• EXERCISE GOAL:
Copy the rows from the line with "Return the mask of every instance of the butterfly" up to and including the line with "POLYGON ((351 272, 374", swapping "butterfly" for "moth" and leaving everything else unchanged.

• LISTED RECORDS:
'''

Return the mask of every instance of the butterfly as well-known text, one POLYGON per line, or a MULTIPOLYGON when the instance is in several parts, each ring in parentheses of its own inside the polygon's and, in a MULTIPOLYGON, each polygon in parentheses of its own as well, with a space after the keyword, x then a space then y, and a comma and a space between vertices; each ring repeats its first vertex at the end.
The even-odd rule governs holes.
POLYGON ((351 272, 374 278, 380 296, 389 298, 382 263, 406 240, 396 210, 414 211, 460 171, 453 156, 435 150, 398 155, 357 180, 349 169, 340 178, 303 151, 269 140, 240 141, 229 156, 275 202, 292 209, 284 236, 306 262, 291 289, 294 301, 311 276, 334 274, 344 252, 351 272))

'''
'''

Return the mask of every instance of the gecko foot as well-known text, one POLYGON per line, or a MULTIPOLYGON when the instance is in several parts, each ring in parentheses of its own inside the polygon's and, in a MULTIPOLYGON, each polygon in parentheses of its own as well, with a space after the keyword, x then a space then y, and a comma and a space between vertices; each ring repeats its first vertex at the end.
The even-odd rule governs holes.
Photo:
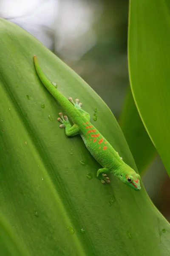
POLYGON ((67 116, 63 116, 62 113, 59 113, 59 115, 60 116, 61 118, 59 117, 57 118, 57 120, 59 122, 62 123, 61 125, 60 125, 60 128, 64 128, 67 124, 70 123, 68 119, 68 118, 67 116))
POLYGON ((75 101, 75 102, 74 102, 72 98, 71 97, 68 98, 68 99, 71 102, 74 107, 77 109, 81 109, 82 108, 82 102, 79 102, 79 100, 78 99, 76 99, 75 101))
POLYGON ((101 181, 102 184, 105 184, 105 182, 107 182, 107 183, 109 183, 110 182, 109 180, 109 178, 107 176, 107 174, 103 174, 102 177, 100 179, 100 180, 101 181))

'''

• COMPLETED EXERCISE:
Return the mask of every instance of the moth as well-known text, one POLYGON per line, or a MULTIPOLYGON when the instance is in several parts, each ring in parentheses of its own inside the polygon's and, in a MULTIPOLYGON, each polygon in parentheses of its own as well, with a space after the keyword, x then a space then y, and a comma and a space between vertices; each ring repeats its first vertex at the end.
The even-odd rule governs holes.
POLYGON ((351 272, 374 278, 380 296, 389 298, 382 263, 406 240, 396 210, 414 211, 460 171, 453 156, 435 150, 398 155, 357 180, 349 169, 340 178, 303 151, 269 140, 240 141, 229 156, 275 202, 292 209, 284 236, 306 262, 291 289, 294 301, 311 276, 334 274, 344 252, 351 272))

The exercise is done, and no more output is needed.